| Exercise aim |
Could you write out every entry exactly as it stands?

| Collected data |
========================================

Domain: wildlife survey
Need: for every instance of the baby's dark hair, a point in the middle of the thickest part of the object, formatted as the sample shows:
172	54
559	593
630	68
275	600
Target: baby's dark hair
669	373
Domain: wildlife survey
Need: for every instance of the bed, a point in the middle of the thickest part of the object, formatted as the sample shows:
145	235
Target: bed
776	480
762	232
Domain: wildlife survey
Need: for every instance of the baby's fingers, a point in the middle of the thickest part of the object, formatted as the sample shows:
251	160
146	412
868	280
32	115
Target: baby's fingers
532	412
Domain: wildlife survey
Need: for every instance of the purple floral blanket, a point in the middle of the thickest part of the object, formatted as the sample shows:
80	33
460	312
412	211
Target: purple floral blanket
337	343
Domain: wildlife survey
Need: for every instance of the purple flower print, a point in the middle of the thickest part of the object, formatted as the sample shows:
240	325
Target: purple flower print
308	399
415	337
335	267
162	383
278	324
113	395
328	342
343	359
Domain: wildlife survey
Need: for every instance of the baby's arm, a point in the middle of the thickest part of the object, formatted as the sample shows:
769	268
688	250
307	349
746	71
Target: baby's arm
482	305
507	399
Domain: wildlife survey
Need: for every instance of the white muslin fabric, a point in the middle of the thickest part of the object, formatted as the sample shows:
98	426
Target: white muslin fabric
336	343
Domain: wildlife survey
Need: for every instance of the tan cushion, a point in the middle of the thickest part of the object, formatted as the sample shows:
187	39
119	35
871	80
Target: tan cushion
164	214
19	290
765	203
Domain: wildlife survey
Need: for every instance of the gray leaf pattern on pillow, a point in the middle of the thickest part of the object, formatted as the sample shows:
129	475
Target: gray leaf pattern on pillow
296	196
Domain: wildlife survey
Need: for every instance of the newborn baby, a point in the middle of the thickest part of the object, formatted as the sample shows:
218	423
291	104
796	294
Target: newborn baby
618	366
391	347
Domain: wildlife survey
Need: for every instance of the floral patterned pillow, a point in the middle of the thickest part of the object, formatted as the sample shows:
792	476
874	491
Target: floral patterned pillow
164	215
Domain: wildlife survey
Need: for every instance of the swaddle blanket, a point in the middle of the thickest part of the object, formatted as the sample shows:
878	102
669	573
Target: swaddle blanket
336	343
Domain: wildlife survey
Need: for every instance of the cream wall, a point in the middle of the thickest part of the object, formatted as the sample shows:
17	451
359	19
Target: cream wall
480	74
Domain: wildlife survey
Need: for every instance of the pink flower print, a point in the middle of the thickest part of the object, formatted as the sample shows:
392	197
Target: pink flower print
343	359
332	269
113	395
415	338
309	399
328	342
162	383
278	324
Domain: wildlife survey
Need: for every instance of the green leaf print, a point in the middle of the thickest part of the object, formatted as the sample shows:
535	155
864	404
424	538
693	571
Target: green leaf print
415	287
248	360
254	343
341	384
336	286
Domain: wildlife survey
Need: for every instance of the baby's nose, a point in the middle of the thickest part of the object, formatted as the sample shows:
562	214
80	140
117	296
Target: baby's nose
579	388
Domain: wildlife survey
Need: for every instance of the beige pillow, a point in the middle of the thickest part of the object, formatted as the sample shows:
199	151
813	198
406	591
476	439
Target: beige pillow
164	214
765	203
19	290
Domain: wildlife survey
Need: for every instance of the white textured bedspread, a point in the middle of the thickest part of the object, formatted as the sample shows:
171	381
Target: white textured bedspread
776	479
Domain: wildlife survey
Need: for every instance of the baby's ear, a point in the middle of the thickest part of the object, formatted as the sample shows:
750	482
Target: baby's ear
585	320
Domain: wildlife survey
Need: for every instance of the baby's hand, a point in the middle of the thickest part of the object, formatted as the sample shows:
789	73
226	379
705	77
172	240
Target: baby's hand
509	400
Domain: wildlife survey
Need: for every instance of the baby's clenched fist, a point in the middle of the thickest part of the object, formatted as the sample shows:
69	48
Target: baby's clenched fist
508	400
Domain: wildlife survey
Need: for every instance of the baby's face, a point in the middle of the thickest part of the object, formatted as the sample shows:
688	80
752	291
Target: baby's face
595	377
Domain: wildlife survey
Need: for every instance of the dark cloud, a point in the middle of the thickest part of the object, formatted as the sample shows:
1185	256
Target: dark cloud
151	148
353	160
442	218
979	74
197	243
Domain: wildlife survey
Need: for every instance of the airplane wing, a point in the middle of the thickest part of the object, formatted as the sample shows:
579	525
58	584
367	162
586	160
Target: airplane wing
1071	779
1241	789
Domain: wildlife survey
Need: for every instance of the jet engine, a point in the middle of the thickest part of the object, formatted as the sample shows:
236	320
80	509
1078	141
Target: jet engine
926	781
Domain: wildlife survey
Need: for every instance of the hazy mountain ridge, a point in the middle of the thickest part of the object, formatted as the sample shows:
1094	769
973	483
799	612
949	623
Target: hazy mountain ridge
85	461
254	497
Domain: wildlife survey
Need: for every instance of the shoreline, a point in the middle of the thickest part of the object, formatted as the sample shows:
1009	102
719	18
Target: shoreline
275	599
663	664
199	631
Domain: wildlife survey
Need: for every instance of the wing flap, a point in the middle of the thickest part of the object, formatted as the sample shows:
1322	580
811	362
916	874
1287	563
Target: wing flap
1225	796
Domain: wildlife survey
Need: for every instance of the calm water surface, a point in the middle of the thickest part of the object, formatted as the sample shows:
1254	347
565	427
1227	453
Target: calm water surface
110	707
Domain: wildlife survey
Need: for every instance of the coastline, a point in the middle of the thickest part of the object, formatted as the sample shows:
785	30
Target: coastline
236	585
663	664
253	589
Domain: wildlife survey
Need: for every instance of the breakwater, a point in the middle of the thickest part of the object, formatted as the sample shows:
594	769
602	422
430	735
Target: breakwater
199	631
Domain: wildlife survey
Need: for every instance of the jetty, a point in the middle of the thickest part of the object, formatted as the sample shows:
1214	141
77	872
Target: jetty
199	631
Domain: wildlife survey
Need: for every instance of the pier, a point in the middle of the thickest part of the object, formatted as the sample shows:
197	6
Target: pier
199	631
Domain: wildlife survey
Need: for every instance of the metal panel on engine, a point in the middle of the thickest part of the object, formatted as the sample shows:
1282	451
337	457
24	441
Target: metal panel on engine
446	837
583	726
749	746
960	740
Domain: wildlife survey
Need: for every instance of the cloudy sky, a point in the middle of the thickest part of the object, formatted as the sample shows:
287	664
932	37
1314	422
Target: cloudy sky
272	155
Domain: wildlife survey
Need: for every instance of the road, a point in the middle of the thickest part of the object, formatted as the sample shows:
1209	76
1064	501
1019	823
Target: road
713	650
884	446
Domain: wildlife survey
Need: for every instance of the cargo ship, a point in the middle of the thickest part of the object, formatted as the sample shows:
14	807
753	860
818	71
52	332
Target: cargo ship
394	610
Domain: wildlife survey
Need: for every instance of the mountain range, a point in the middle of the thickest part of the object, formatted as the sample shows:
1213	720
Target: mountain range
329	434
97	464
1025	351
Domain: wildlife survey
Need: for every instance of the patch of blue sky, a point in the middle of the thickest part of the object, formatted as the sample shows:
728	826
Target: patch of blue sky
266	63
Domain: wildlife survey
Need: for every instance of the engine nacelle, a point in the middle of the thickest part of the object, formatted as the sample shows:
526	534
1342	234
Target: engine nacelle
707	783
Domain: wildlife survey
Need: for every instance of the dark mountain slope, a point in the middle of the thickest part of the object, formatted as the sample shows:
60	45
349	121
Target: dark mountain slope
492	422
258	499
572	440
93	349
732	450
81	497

========================================

| Written response |
Domain: wildlife survey
Need: for every instance of the baby's dark hair, a point in the middle of the thickest part of the object, formatted as the sample shows:
172	54
559	593
630	68
275	600
Target: baby's dark hair
669	373
Domain: wildlife survey
Need: for every instance of the bed, a point in the middle of the thickest part of the object, formatted as the sample shows:
145	235
Target: bed
776	480
762	232
Domain: wildlife survey
Need: for every instance of the baby's fingers, a point in the middle of the thickest part of the object, formatted as the sample shows:
251	160
146	412
868	280
32	115
Target: baby's fingers
532	412
Domain: wildlife survey
Need: for every instance of the purple floral blanket, a point in the middle of the thickest part of the object, formatted as the sample shows:
80	33
460	312
412	211
Target: purple floral blanket
337	343
Domain: wildlife survey
Need: for every instance of the purple flower print, a point in the middle of the thickest part of the object, formatted as the sample shows:
240	325
Target: purple flower print
308	399
415	337
335	267
162	383
278	324
113	395
328	342
343	359
Domain: wildlife survey
Need: for every instance of the baby's arm, a point in the middle of the thickest part of the object, formatted as the sample shows:
769	268
688	250
307	349
746	71
Target: baby's arm
482	305
507	399
Domain: wildlife survey
Need: for every instance of the white muslin fabric, a point in the middle of the thickest part of the object, formatted as the sample shows:
98	426
Target: white muslin fabric
336	343
Domain: wildlife survey
Need: for every instance of the tan cushion, a point in the middle of the thickest part of the object, formatted as the sample shows:
187	39
119	35
871	80
Target: tan cushion
164	214
19	290
765	203
Domain: wildlife survey
Need: for every instance of the gray leaf pattern on pillow, a point in the middle of the thickest part of the object, formatted as the sample shows:
129	475
Target: gray leaf pattern on pillow
296	196
Domain: wildlife survey
Need: for every instance of the newborn baby, a point in the middle of the thickest part of the object, formatted as the sample shows:
218	423
291	104
796	294
Target: newborn baby
618	366
391	347
Domain: wildlife survey
Need: for every instance of the floral patterned pillow, a point in the middle of the thickest part of the object, formatted as the sample shows:
792	476
874	491
Target: floral patterned pillow
164	215
Domain: wildlife survey
Need: for every instance of the swaddle blanket, a point in the middle of the thickest part of the object, formatted as the sample shows:
878	102
669	573
Target: swaddle blanket
336	343
Domain: wildlife survey
Need: for every instance of the cream wall, a point in the middle of the thickest part of the object, formatted as the sample shows:
17	451
359	19
Target: cream wall
480	74
Domain: wildlife survey
Need: for every instance of the pink flower print, a point in the middle of the thickest part of the object, formatted as the sample shows:
392	197
Target: pink flower print
343	359
332	269
113	395
415	338
309	399
328	342
162	383
278	324
Domain: wildlife survey
Need: for every instance of the green leaf print, a point in the middle of the thickest part of the object, formatted as the sample shows:
535	155
864	404
424	538
693	571
Target: green leaf print
415	287
248	360
254	343
341	384
336	286
Domain: wildlife survey
Need: for every instance of the baby's nose, a point in the middle of the thickest part of the object, formatted as the sample shows:
562	214
80	140
117	296
Target: baby's nose
579	388
Domain: wildlife survey
Need: for every instance of the beige pillow, a point in the middle of the thickest part of the object, formatted as the sample shows:
199	151
813	198
406	591
476	439
Target: beige pillow
164	214
765	203
19	290
Domain: wildlife survey
Need: for every instance of the white textured bedspread, a point in the middle of the thickest part of the object, formatted as the sample shows:
171	381
Target: white textured bedspread
776	479
Domain: wildlife survey
Need: for every instance of the baby's ear, a point in the middle of the thickest part of the object, formatted as the sample shows:
750	482
Target: baby's ear
585	320
Domain: wildlife survey
Need: for every instance of the baby's hand, a point in the middle of the thickest part of the object, formatted as the sample shows:
789	73
226	379
705	77
172	240
Target: baby's hand
509	400
Domain: wildlife survey
Need: for every instance of the baby's clenched fist, a point in the middle of the thickest part of the object, formatted as the sample shows:
69	48
Target: baby's clenched fist
508	400
Domain: wildlife survey
Need: for every instance of the baby's face, a point in the middle of the thickest part of the object, formatted as the sample shows:
688	80
752	291
Target: baby's face
595	377
Domain: wildlife survey
Need: for every instance of the dark cloud, a point in the middle of the thickest part of the object, formatted as the sample shows:
1185	256
Target: dark cloud
151	148
353	160
442	218
979	74
197	243
Domain: wildlife survey
Need: for every instance of the airplane wing, a point in the middle of the thickest part of the object, formatted as the sample shows:
579	525
58	584
367	162
586	160
Target: airplane wing
1071	779
1241	789
Domain: wildlife survey
Need: for every instance of the jet engine, a point in the middle of the thickest part of the object, formatted as the sample shows:
236	320
80	509
1078	141
Target: jet engine
926	781
Domain: wildlife survey
Need: for every instance of the hazy mountain ridge, a point in the middle of the thickest part of the object, formatted as the sample shows:
1094	769
973	483
799	612
949	623
Target: hazy mountain ridge
85	461
254	497
Domain: wildlife survey
Need: for every instance of the shoreline, a point in the middle of the thickest part of the object, formatted as the sample shows:
1009	102
719	18
Target: shoreline
275	599
663	664
199	631
Domain: wildlife survey
Need: for every instance of the wing flap, a point in the middle of the thickest part of the object, formatted as the sample shows:
1322	580
811	362
916	874
1287	563
Target: wing flap
1225	796
Domain: wildlife survey
Need: for every instance of the calm water surface, a point in the middle of the thickest part of the object, formatted as the sample shows:
1254	347
565	427
1227	453
Target: calm water surface
110	707
Domain: wildlife survey
Need: for every instance of the coastline, a point in the middle of the thickest part of the object, formatted as the sample shows:
785	30
Target: coastline
236	585
663	664
253	589
Domain: wildlife survey
Need: for every instance of the breakwater, a point in the middle of the thickest part of the object, formatted as the sample shows:
594	769
602	422
430	735
Target: breakwater
199	631
Domain: wildlife survey
Need: for every instance of the jetty, a point in the middle of the thickest part of the object, formatted as the sample shows:
1214	141
77	872
Target: jetty
199	631
Domain: wildlife survey
Need: for every instance of the pier, a point in the middle of the thickest part of the object, formatted as the sample shows:
197	6
Target: pier
199	631
Domain: wildlife survey
Need: for every instance of the metal panel on engine, a point in the middle of the thickest part of the object, formatted as the sample shows:
1282	451
337	457
24	441
Target: metal panel on engine
446	837
583	726
749	746
960	740
Domain: wildlife survey
Need: for every instance of the cloudy sky, a point in the middle of the thickest part of the object, formatted as the sample shows:
287	664
932	37
1314	422
Target: cloudy sky
272	155
Domain: wildlife survey
Need: for every instance of the road, a point in the middle of the thickest part of the object, formatted as the sample shows:
1209	76
1064	501
1019	823
Target: road
713	650
884	446
Domain: wildlife survey
Need: for every instance of the cargo ship, a point in the middle of the thickest part of the object, formatted as the sample shows:
14	807
753	860
818	71
52	332
Target: cargo ship
394	610
Domain: wildlife survey
Need: for every instance of the mountain range, a point in the middle of the thickest part of the object, formatted as the sample shows:
1213	720
Target: mountain range
329	434
97	464
1025	351
Domain: wildlife survey
Need: for every instance of the patch of blue sky, a point in the middle of the thickest part of the object, formatted as the sample shows:
728	826
Target: patch of blue sky
266	63
Domain: wildlife survey
Need: for every instance of the engine nacelle, a point in the middle of the thickest part of the object, formatted as the sample shows:
526	534
1342	234
Target: engine nacelle
707	783
Domain: wildlife survey
Need: for every instance of the dark mountain slope, a point in the middle of the thickest part of the object, formatted as the sample shows:
60	45
349	121
Target: dark mountain slope
492	422
258	499
572	440
93	349
732	450
81	497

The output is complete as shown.